**Data extract**

· · ·

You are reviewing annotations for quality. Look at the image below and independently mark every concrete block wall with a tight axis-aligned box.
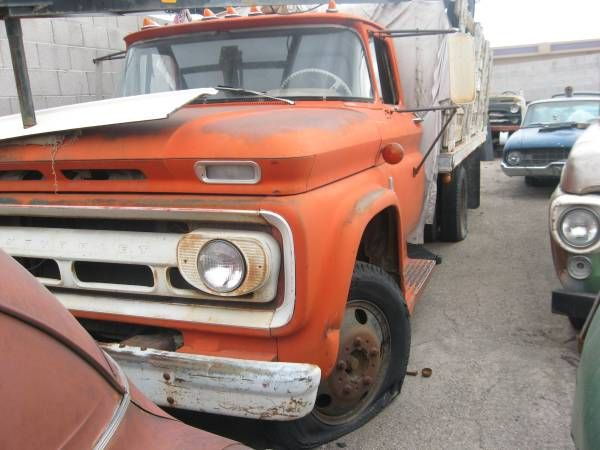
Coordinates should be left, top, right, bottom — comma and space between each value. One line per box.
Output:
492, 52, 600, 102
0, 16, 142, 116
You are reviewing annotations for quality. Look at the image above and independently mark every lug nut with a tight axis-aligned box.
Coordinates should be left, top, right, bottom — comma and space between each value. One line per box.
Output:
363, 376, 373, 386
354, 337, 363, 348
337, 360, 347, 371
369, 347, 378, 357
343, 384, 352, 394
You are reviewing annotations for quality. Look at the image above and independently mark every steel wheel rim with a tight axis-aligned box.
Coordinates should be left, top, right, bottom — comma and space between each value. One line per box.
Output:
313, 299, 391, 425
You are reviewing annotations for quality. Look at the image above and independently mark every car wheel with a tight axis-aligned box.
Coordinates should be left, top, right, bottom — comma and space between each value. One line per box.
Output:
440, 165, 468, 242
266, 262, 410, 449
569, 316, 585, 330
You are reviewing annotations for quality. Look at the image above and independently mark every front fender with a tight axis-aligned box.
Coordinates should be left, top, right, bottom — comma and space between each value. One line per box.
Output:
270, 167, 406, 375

· · ·

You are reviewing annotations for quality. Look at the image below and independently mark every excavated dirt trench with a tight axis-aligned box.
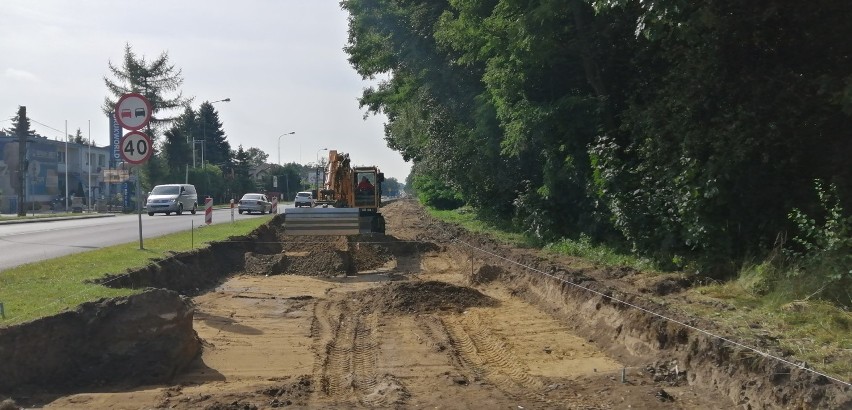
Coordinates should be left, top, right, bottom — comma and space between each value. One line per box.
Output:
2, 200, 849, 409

· · ·

**Task goal**
Reproduce each line above that contains "aligned".

**Solved problem**
You are reviewing annotations for quality. Look at the image below and independently mark every concrete block wall with a tight axis-aligned box.
You are reviewing annotations for quality. Look at the image above and independently mark every lug nut with a tight axis-aligned box.
You are reviewing annotations for quality. Look at the image above and independently mark every steel wheel rim with a tight axis-aligned box.
You are reviewing annotations for quality. Look at the image above and independently mark every car wheel with a tight axis-aligned box.
You are reviewing annotations for quality. Look at the image above and independently mark every front fender with a tight axis-aligned box.
You are reviewing annotations for quality. Look at the image below and independently mark every excavated dirt trench with a tight axis-aligned box.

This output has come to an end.